### TASK INSTRUCTIONS:
Reproduce the records below, substituting "cygnet" for every occurrence of "bird" and leaving everything else unchanged.

### RECORDS FOR THIS EXERCISE:

----

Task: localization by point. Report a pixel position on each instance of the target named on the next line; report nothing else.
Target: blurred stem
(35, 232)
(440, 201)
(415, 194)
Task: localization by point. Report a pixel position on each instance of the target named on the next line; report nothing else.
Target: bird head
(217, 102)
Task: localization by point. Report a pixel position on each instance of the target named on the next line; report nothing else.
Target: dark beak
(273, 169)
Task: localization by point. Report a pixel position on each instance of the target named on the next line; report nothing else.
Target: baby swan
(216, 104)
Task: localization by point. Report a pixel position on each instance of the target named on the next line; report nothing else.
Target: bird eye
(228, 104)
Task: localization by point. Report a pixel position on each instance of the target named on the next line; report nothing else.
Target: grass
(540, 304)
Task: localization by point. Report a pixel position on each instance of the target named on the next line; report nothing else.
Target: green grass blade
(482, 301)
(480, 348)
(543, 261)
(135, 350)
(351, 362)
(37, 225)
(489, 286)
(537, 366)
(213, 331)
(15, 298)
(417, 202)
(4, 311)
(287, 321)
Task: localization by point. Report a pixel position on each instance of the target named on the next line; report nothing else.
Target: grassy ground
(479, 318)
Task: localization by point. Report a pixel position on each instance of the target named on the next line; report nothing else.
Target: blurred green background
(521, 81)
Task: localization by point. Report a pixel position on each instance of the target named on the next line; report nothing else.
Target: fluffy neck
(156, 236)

----

### COMPLETED EXERCISE:
Task: localization by point. Report a pixel position on each instance of the target named on the next line; report nothing else.
Target: blurred stem
(35, 232)
(440, 201)
(415, 194)
Task: localization by point. Report a pixel position on each instance of the target named on the next line; report nothing else.
Target: cygnet head
(217, 102)
Task: localization by point. Report a pixel position on each instance of the target named on the next line; report nothing else.
Target: dark beak
(273, 169)
Task: localization by point. Report a pixel position on each instance of the target named on the next line; report nothing else.
Target: baby swan
(216, 104)
Task: localization by point. Report a pixel position on each instance of the target named on the next line; report nothing else.
Target: cygnet eye
(228, 104)
Task: localization by point. Report a pixel position on each instance of the target named on the next line; report nothing else.
Target: grass
(540, 304)
Task: localization by point. Report a pixel position on each instance of the target named on the next line; report nothing else.
Target: green grass blade
(482, 301)
(480, 348)
(543, 261)
(135, 350)
(351, 362)
(37, 225)
(489, 286)
(537, 366)
(213, 331)
(15, 298)
(417, 202)
(4, 311)
(287, 321)
Task: localization by point. Report a pixel position on each instance of the target named on the next line; report nothing else.
Target: grassy ground
(479, 318)
Task: localization by point. Report a pixel position on each instance of the target named on the next line; report nothing else.
Target: blurred green background
(521, 81)
Task: localization by point. Report a pixel position on each instance of the target named on the next line; report nothing else.
Target: fluffy neck
(156, 236)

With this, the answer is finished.